▶ [Work instruction] For this exercise, retype every record below exactly and keep the pictures out.

[Point-per-instance localization data]
──────────────────────────────

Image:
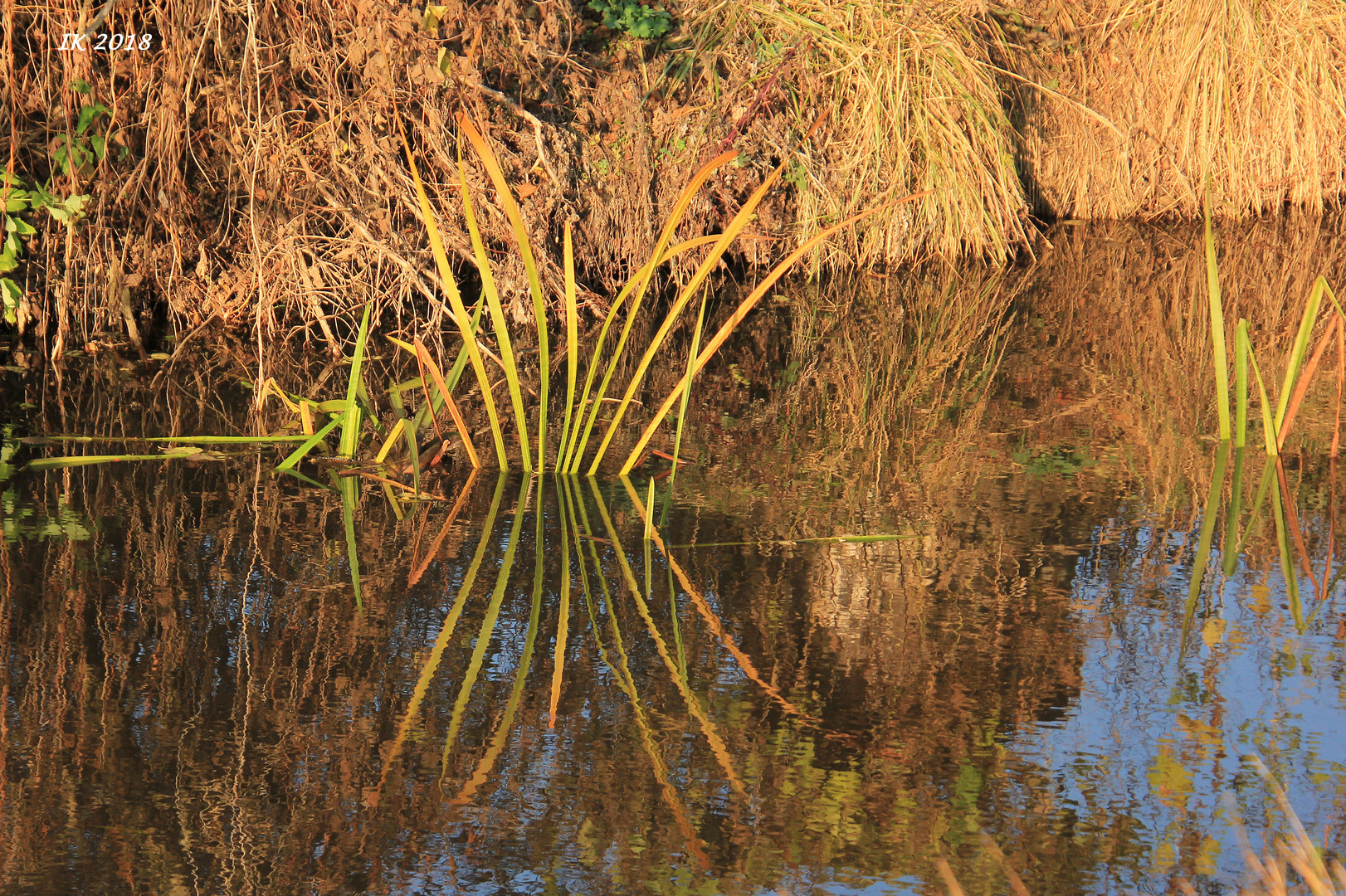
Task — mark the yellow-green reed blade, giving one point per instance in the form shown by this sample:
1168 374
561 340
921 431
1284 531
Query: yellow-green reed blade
1296 353
349 489
350 426
534 284
649 512
694 705
687 393
563 611
571 346
88 460
446 631
703 270
1306 378
1270 433
493 303
644 279
299 454
456 303
1287 562
1236 510
1207 532
573 460
525 664
1217 330
714 622
1241 383
427 363
739 314
484 635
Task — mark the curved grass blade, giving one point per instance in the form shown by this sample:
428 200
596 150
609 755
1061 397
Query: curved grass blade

──────────────────────────────

▶ [Exercise output]
Image:
Task — mark the yellow-green reed blade, giving one point per instance in the form shown by this sample:
1168 374
561 340
921 431
1284 531
Query: yellow-green reed blade
1296 353
349 489
350 426
534 284
649 512
694 705
687 393
563 611
571 346
88 460
446 631
703 270
1306 378
1270 433
493 303
644 279
299 454
456 303
1287 562
1236 510
1207 532
573 460
525 664
1217 330
714 622
1241 383
427 363
739 314
484 635
Task — mark the curved grass blade, giving one point per instance in the form shown by this sample:
428 200
596 150
609 755
1061 397
Query: curved grass blade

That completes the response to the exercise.